**Short task**
Please edit the data starting at the line that contains "[tag] pale wooden" and ending at the end of the data, replacing "dried citrus fruit" with "dried orange slice" and leaving everything else unchanged. Return only those lines.

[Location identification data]
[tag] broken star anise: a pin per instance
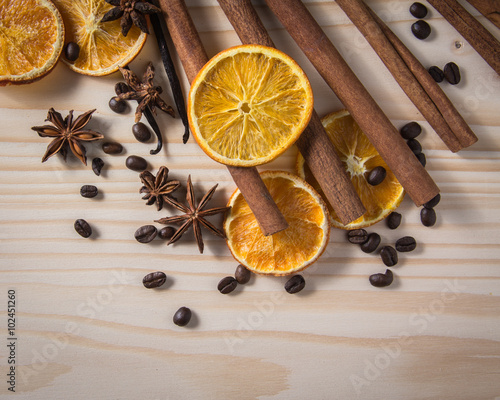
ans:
(131, 13)
(194, 215)
(144, 92)
(158, 188)
(67, 133)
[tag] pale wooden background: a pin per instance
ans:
(88, 329)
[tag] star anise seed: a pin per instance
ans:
(195, 216)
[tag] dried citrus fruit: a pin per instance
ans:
(103, 48)
(287, 251)
(31, 40)
(359, 156)
(249, 104)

**Answer to the problem**
[tag] pale wooden background: a pin per instance
ans:
(88, 329)
[tag] star anise seed: a pin per instance
ans:
(195, 216)
[tag] dried orange slice: a pin per instance
ans:
(103, 48)
(287, 251)
(31, 40)
(359, 156)
(249, 104)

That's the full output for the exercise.